● TASK TO CARRY OUT:
Retype every one of the following records exactly as it stands, leaving the pictures out of your copy.

------ DATA EXTRACT

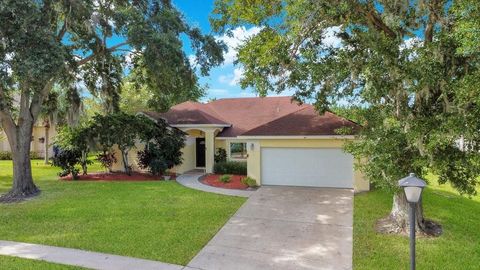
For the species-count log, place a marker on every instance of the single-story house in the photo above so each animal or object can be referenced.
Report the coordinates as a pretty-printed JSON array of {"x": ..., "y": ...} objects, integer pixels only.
[
  {"x": 38, "y": 139},
  {"x": 282, "y": 142}
]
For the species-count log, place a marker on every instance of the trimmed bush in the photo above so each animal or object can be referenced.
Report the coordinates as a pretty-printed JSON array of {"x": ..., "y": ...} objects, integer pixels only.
[
  {"x": 7, "y": 155},
  {"x": 248, "y": 181},
  {"x": 225, "y": 178},
  {"x": 220, "y": 155},
  {"x": 230, "y": 167},
  {"x": 67, "y": 159}
]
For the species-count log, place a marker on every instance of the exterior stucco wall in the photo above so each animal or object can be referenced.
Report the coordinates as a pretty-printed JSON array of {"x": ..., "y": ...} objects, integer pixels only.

------------

● RESPONSE:
For the species-count log, place a marker on every instance of the single-story house in the photo above so each animal or object can be referenced.
Report the coordinates as a pretty-printed JSON array of {"x": ..., "y": ...} objects, integer pixels only.
[
  {"x": 38, "y": 139},
  {"x": 282, "y": 142}
]
For the species-count log, place a marker on every instance of the trimmed bush in the photo above so each animal or object can be referenced.
Report the coordinates as a pretty-printed JSON array of {"x": ..., "y": ...} objects, integer pixels only.
[
  {"x": 7, "y": 155},
  {"x": 248, "y": 181},
  {"x": 225, "y": 178},
  {"x": 220, "y": 155},
  {"x": 230, "y": 167},
  {"x": 67, "y": 159}
]
For the species-count log, place a marker on every instance of the exterior stucco wall in the photo above so each animal or object can be referenced.
Report the coordinates as a pretty-printed JSON array of {"x": ..., "y": ...} objects, integer pixels only.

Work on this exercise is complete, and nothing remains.